■ Problems to work on ■
(a) Quote the book review on interviewing word for word, taking everything from "As any empirical" down to "on qualitative interviewing).".
(b) In one to three sentences, explain why the book review on interviewing says researchers forget to make the interview strange.
(c) Continue the book review on interviewing from the point where it stops.

■ Source excerpt ■
- - - - - - -

Abstract

As any empirical qualitative researcher won’t fail to have noticed (being an observant bunch on the whole) there are an awful lot of books on interviewing around. Indeed, the appetite for such texts seems inexhaustible and here are two more to add to the collection. It might be wondered what more can be written on the topic, surely there can be nothing new to say. Perhaps not, but part of the problem with interviewing is that we are all so familiar with it as a method in the social sciences that we do not see it as a problem. We all think we know how to do an interview and so we forget to make the interview strange. One of the reasons for this is because, as Edwards and Holland say in What is Qualitative Interviewing? ‘Interviews are ubiquitous in everyday life’ (as are such opening sentences in books on qualitative interviewing).
Witzel and Reiter, however, in The Problem-Centred Interview have succeeded in making the interview very strange indeed – or at least they have succeeded in making a book on interviewing very strange. The problem-centred interview (defined as ‘a qualitative discursive-dialogic method of reconstructing knowledge about relevant problems’, p. 4; original emphasis) was apparently developed in Germany in the 1970s in ‘an attempt to firmly establish qualitative interviewing as a recognised alternative within the range of social science research methods’ (p. 12). The authors continue: A second motivation was the design of a method of interviewing that was more reflected and appropriate for the collection of ‘qualitative’ knowledge about the social world than the ‘semi-structured’ interview, which is hardly more than ‘a query tool without theoretical foundation’.

- - - - - - -

■ Information shown ■
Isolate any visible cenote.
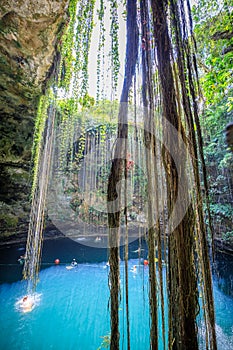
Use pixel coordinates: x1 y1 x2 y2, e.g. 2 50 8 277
0 0 233 350
0 238 233 350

- - - - - - -

■ Solved problems ■
(a)
As any empirical qualitative researcher won’t fail to have noticed (being an observant bunch on the whole) there are an awful lot of books on interviewing around. Indeed, the appetite for such texts seems inexhaustible and here are two more to add to the collection. It might be wondered what more can be written on the topic, surely there can be nothing new to say. Perhaps not, but part of the problem with interviewing is that we are all so familiar with it as a method in the social sciences that we do not see it as a problem. We all think we know how to do an interview and so we forget to make the interview strange. One of the reasons for this is because, as Edwards and Holland say in What is Qualitative Interviewing? ‘Interviews are ubiquitous in everyday life’ (as are such opening sentences in books on qualitative interviewing).

(b) Researchers are so familiar with interviewing as a social science method that they don't see it as a problem, and they all think they know how to do an interview. One reason, citing Edwards and Holland, is that interviews are ubiquitous in everyday life.

(c)
Witzel and Reiter regard the semi-structured interview as a method undertaken by ‘naïve’ empiricists, unable to ‘restrain themselves’, and hell bent on ‘corrupting the respondent’s perspective’ (p. 5). This came as a bit of a jolt. I hadn’t realised either that qualitative interviewing wasn’t a recognised method in the social sciences, or that the semi-structured interview was in such dangerously inept hands. This book therefore sets out to rescue qualitative interviewing from this perilous state by introducing a bit of discipline into the proceedings.
Witzel and Reiter adopt the metaphor of the interviewer as the ‘well-informed traveller’ who has done ‘her’ homework but wants a local guide with inside knowledge. They contrast this with the metaphor of the interviewer as miner, digging up ‘pure nuggets’ of knowledge (drawing on Kvale). A distinction which follows a rather well-worn path. Next they set out the three stages to the problem-centred interview. These are: preparation; doing the interview; and processing the material collected. Before the interview the interviewer must ask themselves, ‘What do I want to know, and why? And how can I find out about it?’. Then they must prepare. They should find out where the respondent would like to be interviewed – perhaps offering them a variety of locations. The interviewer is advised to think carefully about their opening question, to probe the respondent. And so it goes on. Perfectly ordinary and widely accepted interview procedures and protocols are presented as if they are unique to the problem-centred interview. Thus, Witzel and Reiter recommend that the interviewer write up some notes afterwards. This they call the ‘post script’, short for ‘post-communication description’ (p. 95). They recommend transcribing parts of the interview, though they warn this can be time-consuming. So prescriptive on preparing and conducting the interview, they are strangely laissez-faire about analysis, suggesting that you can analyse the problem-centred interview any way you want, though they offer some examples.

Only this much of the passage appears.